В историческом плане теории и высказывания, стремящиеся определить литературу (и вообще искусство), появляются вслед за нормативными эстетиками античности и классицизма, то есть вместе с романтизмом, пожалуй даже с немецким романтизмом[25]. Интересно, что в них ставится не только действительно первичный вопрос о генеалогии и истоке художественного произведения, но и вопрос о его индивидуальной судьбе, а не социально-исторической функции. Так, скажем, происходит у Шлейермахера в его теории диалога или же в герменевтике[26]. (Другая выразительная черта: от Канта и Гегеля до Блоха и Адорно вопрос о литературе часто мыслился в рамках общей эстетики искусства, где литература составляет лишь одну отдельную область, наряду с музыкой или живописью.) Напротив того, во Франции предпочтение отдается литературному факту; мысль исходит из литературы и всякий раз к ней возвращается как к некоторой данности, к мере, которую следует соблюдать или же нарушать. Соответственно эстетические теории здесь редки. От Буало (понятно, что здесь отнюдь не случайно обращение к классическому автору) и Мармонтеля и вплоть до Барта («Нулевая степень письма») здесь скорее преобладает трактат, в крайнем случае манифест (скажем, манифесты сюрреализма), наконец, учебный очерк [pr?cis] или эссе — такие, как искусство письма или изящной речи[27].

*Задание 1*: Согласно отрывку о теориях литературы, вместе с каким направлением появляются теории, стремящиеся определить литературу?
*Задание 2*: Продолжите отрывок о теориях литературы, начав сразу после его последнего предложения.

*Исходные данные*:

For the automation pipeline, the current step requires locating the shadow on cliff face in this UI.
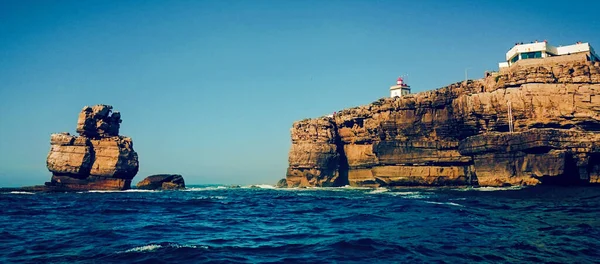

*Ответ к заданию 1*: Вместе с романтизмом, пожалуй даже с немецким романтизмом.

*Ответ к заданию 2*:
Случайно или нет, но, как кажется, эта оппозиция почти с полной точностью накладывается на указанную выше оппозицию письма и чтения. В самом деле, трактат исходит из реальности текста и языка, из литературы, оформившейся как нормативный горизонт и доказательство чего-то такого, что требуется доказывать; теория же постулирует или разыгрывает перед нами реальность по определению случайную, чья оправданность гарантируется одним лишь ее получателем. Трактат (а в меньшей степени и эссе) напоминает о некоторой очевидности; теория же представляет собой расчетливый или безрасчетный риск, как бы аванс[28].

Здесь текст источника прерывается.